*Artigo*
#####

Um Eléctrico Chamado Desejo ( A Streetcar Named Desire, 1951)
Em 1948 o Dramaturgo Tennesse Williams recebia o seu primeiro, de dois, prémio Pulitzer, pela sua peça Um Eléctrico Chamado Desejo. E, se há coisa que não mudou em Hollywood, foi o seu sentido de oportunidade (há quem lhe chame oportunismo). Talvez por isso, três anos depois era lançada a obra cinematográfica homónima que anunciava, com grande poupa e circunstância, ser baseada numa peça galardoada com o Pulitzer. Seremos assim tão diferentes agora? Para aqueles que pensam que o que é comercial é necessariamente mau e o antigo é que é bom, fica a questão: A indústria mudou assim tanto, ou só aperfeiçoou o oportunismo?
Voltando à obra, talvez os 4 óscares com os quais foi agraciada, sirvam para deixar a fasquia imediatamente alta. O que se verifica na prática é que, efetivamente, estamos perante uma obra de arte, perturbadoramente intemporal.
Se a narrativa principal nos situa em Nova-Orleães, onde Blanche Dubois (Vivan Leigh) se refugia na casa da sua irmã Stella (Kim Hunter) e do seu cunhado, Stanley (Marlon Brando), isso será apenas a parte mais à superfície. A obra (e a peça) transportam-nos também para um ensaio sobre a sociedade. À semelhança de um bom filme comercial, tem a parte mais óbvia e novelesca a monopolizar a história, mas mantém nas entrelinhas uma atividade reflexiva sobre temas como o sexismo exacerbado, a violência doméstica, e a complacência da humanidade com todos os atos dos “filhos dos outros” e para os quais todos fechamos os olhos; em resumo, uma sociedade de aparências.
Esta intemporalidade encontra em Brando (curiosamente, dos poucos atores que não ganhou o óscar por este filme) o expoente máximo. Brando, da forma como representa, poderia estar em 1951, ou em 2014. É soberba a forma como profere cada frase, com o seu charme de homem das cavernas (que lhe era pedido), característica que o perseguiu e onde atinge o expoente máximo em o Último Tango em Paris – aí já sem metade do cabelo.

#####

[Anotações de pontos em fotografias]
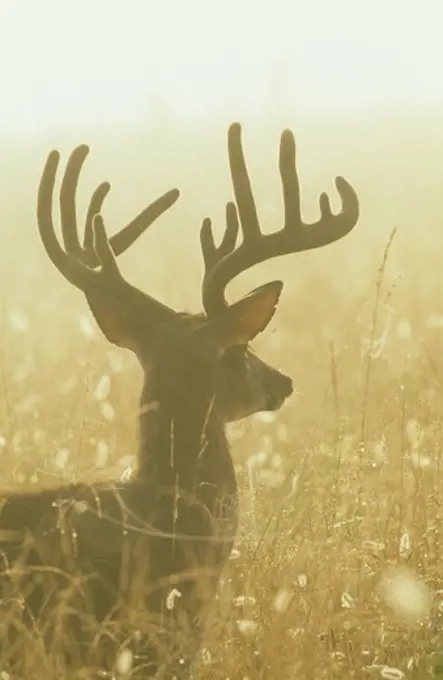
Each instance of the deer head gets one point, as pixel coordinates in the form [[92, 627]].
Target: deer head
[[217, 342]]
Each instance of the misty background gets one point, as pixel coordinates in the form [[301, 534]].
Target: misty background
[[152, 88]]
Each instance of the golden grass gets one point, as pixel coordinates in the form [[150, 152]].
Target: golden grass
[[337, 568], [336, 572]]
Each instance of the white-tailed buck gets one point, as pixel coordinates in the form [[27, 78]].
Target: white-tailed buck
[[136, 563]]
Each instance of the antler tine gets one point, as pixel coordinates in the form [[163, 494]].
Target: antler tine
[[295, 236], [119, 242], [108, 278], [75, 272]]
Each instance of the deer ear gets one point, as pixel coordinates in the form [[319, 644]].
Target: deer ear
[[116, 321], [244, 319]]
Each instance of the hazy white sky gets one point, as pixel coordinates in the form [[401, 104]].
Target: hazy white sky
[[64, 62]]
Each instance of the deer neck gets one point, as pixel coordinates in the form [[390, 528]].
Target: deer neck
[[183, 443]]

#####

*Objetivo da tarefa 1*
Indique todas as personagens do filme que a crítica nomeia.
*Objetivo da tarefa 2*
Reproduza fielmente a passagem da crítica entre "Em 1948 o Dramaturgo" e "aperfeiçoou o oportunismo?", inclusive.

*Resposta desenvolvida 1*
Blanche Dubois, Stella e Stanley.

*Resposta desenvolvida 2*
Em 1948 o Dramaturgo Tennesse Williams recebia o seu primeiro, de dois, prémio Pulitzer, pela sua peça Um Eléctrico Chamado Desejo. E, se há coisa que não mudou em Hollywood, foi o seu sentido de oportunidade (há quem lhe chame oportunismo). Talvez por isso, três anos depois era lançada a obra cinematográfica homónima que anunciava, com grande poupa e circunstância, ser baseada numa peça galardoada com o Pulitzer. Seremos assim tão diferentes agora? Para aqueles que pensam que o que é comercial é necessariamente mau e o antigo é que é bom, fica a questão: A indústria mudou assim tanto, ou só aperfeiçoou o oportunismo?